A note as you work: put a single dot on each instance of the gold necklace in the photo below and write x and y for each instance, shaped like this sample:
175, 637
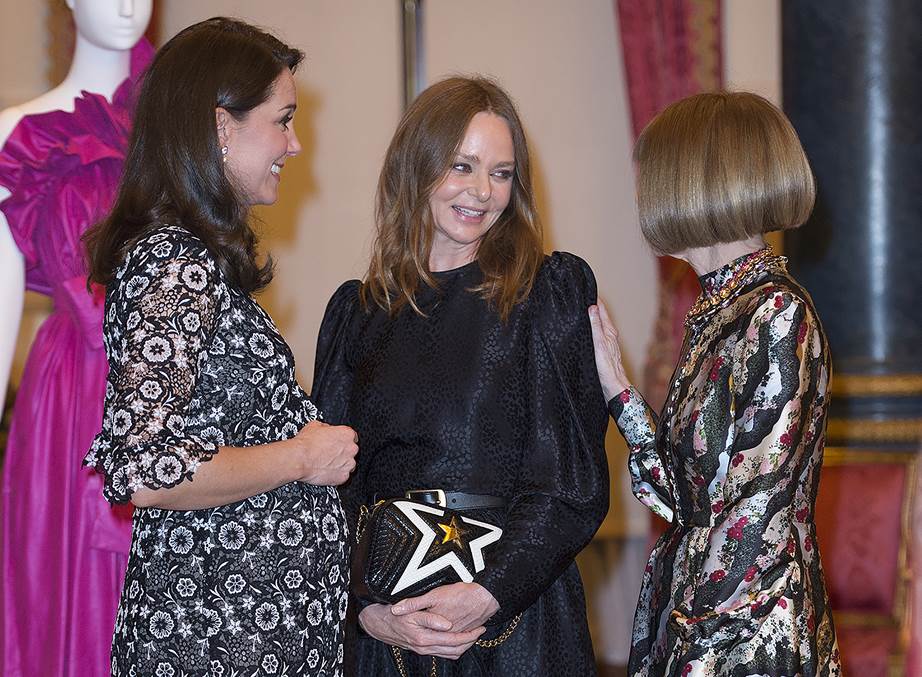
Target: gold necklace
706, 301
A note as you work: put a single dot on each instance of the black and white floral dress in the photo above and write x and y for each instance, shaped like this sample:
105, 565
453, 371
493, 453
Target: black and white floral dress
255, 587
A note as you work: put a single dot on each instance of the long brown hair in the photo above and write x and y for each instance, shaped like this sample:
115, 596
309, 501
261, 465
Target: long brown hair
417, 161
173, 169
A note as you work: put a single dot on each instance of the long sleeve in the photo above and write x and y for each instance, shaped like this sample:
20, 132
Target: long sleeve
762, 532
333, 379
562, 484
651, 479
160, 318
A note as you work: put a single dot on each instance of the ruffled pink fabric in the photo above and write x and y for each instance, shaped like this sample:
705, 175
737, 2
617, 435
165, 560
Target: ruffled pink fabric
63, 550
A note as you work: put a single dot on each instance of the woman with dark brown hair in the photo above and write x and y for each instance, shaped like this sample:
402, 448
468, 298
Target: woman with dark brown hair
464, 361
238, 557
734, 586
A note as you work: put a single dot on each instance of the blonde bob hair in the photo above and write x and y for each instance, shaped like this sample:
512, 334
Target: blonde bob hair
418, 160
720, 167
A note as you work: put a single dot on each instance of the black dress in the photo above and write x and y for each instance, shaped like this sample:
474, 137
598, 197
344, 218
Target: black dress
459, 400
254, 587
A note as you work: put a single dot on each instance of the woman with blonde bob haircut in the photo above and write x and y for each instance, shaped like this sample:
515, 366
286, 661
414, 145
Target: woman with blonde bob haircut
464, 362
735, 585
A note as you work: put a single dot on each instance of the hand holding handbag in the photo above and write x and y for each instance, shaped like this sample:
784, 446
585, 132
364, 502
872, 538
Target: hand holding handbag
406, 548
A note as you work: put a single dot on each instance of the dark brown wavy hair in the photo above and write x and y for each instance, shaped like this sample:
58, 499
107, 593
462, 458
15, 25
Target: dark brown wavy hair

→ How to complete this task
Once you have located every line with the word "wavy" in the material above, list those lines.

→ Result of the task
A note as you work: put a single dot on each instance of the dark brown wavy hair in the photo above and write x and y for each instance, shaped like this sample:
Target: dark brown wavy hair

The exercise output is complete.